§ **Written request**
Please count the lines in the data below that contain the word "ferris" and reply with only that number.

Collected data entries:
-- start --

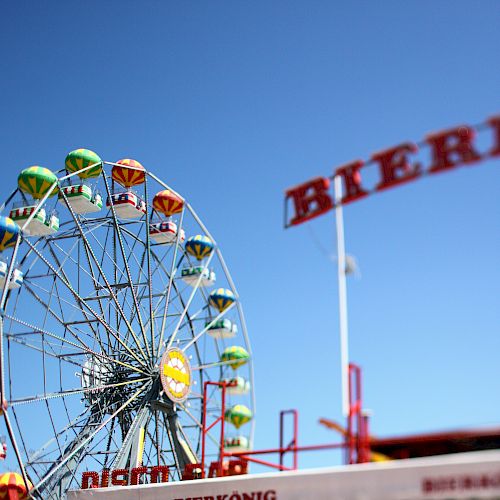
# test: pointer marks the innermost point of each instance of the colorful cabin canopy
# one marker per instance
(236, 354)
(127, 205)
(81, 198)
(221, 299)
(199, 246)
(190, 275)
(168, 203)
(9, 232)
(166, 232)
(83, 158)
(223, 328)
(12, 486)
(128, 173)
(36, 181)
(238, 415)
(237, 385)
(40, 224)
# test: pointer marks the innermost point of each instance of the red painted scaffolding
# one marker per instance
(356, 442)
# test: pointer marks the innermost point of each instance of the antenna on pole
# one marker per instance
(341, 266)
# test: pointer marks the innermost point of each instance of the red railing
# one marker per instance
(356, 441)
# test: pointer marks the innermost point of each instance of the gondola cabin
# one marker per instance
(222, 329)
(40, 224)
(16, 279)
(127, 205)
(81, 199)
(165, 232)
(190, 275)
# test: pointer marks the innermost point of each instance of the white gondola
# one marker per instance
(81, 199)
(237, 386)
(222, 329)
(40, 225)
(127, 205)
(16, 279)
(190, 276)
(165, 232)
(236, 444)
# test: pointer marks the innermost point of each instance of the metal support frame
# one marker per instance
(292, 445)
(357, 438)
(222, 385)
(356, 443)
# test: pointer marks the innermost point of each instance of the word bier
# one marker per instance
(120, 477)
(448, 149)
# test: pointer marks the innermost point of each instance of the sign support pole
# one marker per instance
(344, 344)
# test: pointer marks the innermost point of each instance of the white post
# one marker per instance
(344, 344)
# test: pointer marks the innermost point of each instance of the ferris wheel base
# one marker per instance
(458, 476)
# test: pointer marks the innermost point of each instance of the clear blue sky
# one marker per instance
(231, 102)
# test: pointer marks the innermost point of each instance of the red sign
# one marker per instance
(449, 149)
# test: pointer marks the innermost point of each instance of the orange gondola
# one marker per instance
(128, 173)
(168, 203)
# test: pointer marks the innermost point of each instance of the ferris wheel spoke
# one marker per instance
(61, 321)
(170, 275)
(207, 326)
(186, 307)
(71, 392)
(64, 275)
(78, 444)
(149, 273)
(127, 269)
(82, 301)
(101, 271)
(83, 269)
(85, 350)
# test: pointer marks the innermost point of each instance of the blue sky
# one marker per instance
(233, 102)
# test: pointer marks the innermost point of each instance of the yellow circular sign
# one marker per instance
(175, 375)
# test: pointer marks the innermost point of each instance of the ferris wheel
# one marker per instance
(116, 307)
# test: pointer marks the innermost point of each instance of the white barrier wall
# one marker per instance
(462, 476)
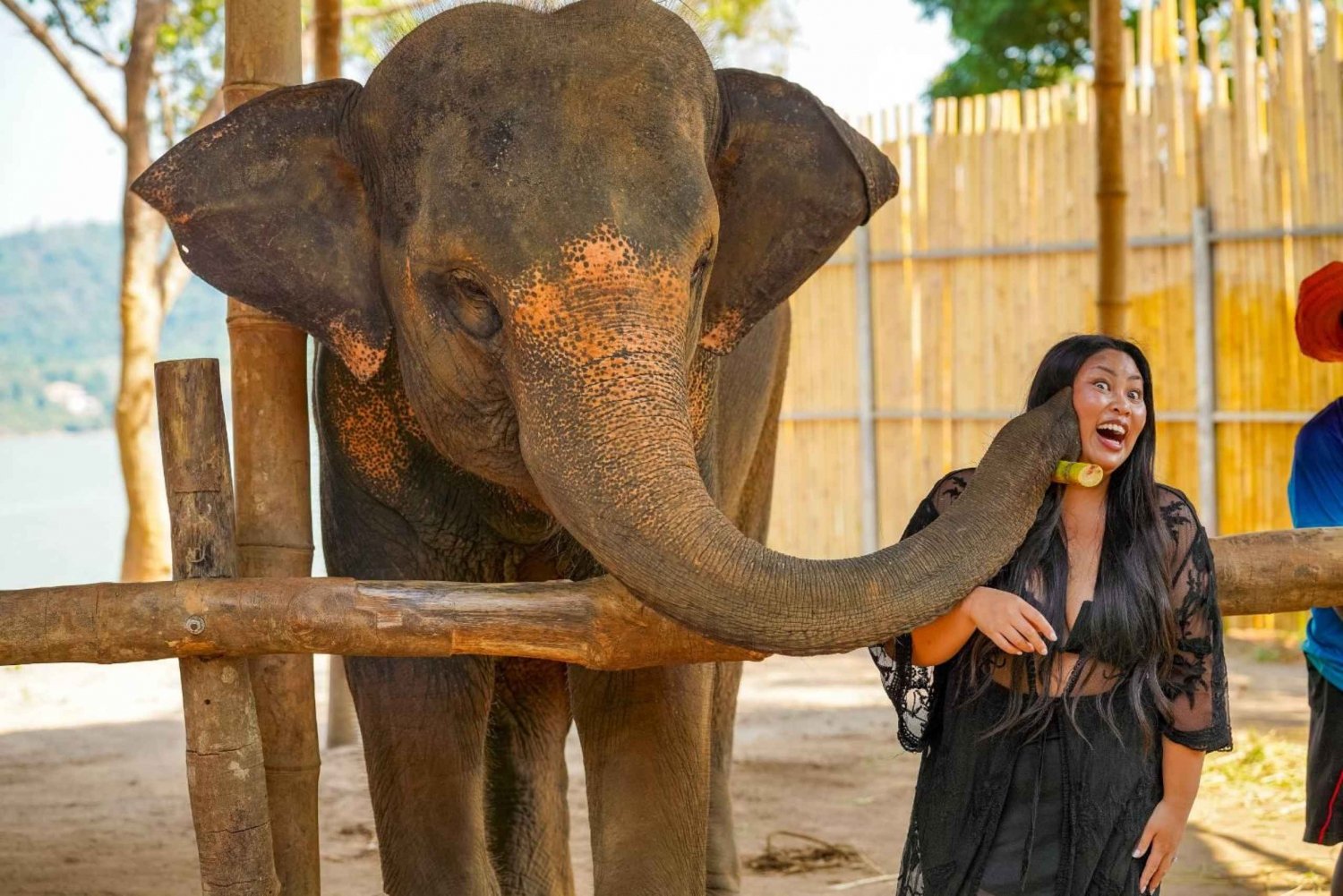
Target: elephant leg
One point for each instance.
(423, 724)
(645, 740)
(752, 517)
(724, 872)
(528, 781)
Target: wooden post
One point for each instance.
(1111, 193)
(223, 742)
(341, 721)
(327, 24)
(262, 51)
(1205, 365)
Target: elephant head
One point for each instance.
(553, 223)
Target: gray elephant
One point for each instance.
(543, 255)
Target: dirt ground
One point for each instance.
(93, 797)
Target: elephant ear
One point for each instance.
(269, 207)
(792, 180)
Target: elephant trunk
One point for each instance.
(607, 438)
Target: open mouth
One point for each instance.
(1112, 435)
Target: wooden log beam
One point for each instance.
(1284, 571)
(225, 759)
(594, 624)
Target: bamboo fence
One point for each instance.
(988, 255)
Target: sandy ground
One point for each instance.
(93, 797)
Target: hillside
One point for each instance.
(59, 329)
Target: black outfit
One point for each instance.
(1324, 764)
(1055, 812)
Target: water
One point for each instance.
(64, 511)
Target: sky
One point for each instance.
(61, 164)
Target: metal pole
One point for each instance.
(1205, 363)
(867, 391)
(262, 51)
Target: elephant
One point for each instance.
(545, 258)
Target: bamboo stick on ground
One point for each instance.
(223, 743)
(595, 624)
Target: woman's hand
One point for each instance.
(1159, 841)
(1007, 621)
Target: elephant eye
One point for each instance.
(469, 303)
(697, 276)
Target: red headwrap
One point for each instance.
(1319, 314)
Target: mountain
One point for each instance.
(61, 332)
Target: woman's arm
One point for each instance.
(1181, 772)
(1012, 624)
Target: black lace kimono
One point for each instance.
(1060, 812)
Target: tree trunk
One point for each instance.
(147, 550)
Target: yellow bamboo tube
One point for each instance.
(1079, 474)
(1111, 195)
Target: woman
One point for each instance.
(1069, 703)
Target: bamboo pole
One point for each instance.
(262, 51)
(1111, 195)
(341, 723)
(594, 624)
(223, 743)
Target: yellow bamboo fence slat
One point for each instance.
(988, 255)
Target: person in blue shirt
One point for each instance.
(1315, 496)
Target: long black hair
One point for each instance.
(1133, 627)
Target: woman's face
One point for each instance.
(1111, 407)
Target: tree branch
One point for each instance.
(211, 110)
(167, 110)
(70, 34)
(43, 37)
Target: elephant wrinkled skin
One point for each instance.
(543, 257)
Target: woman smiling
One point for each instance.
(1063, 711)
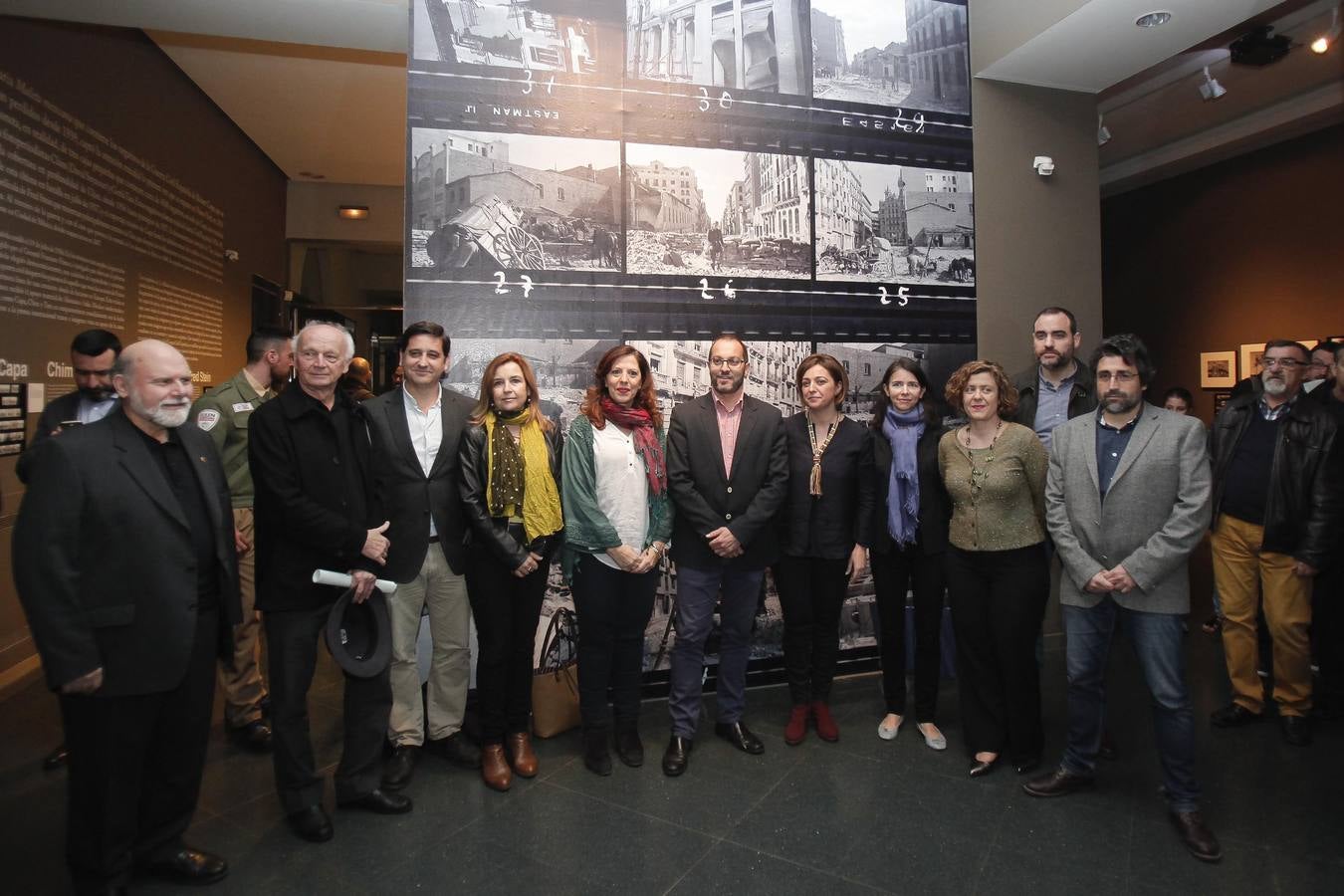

-- end --

§ **Result of the task**
3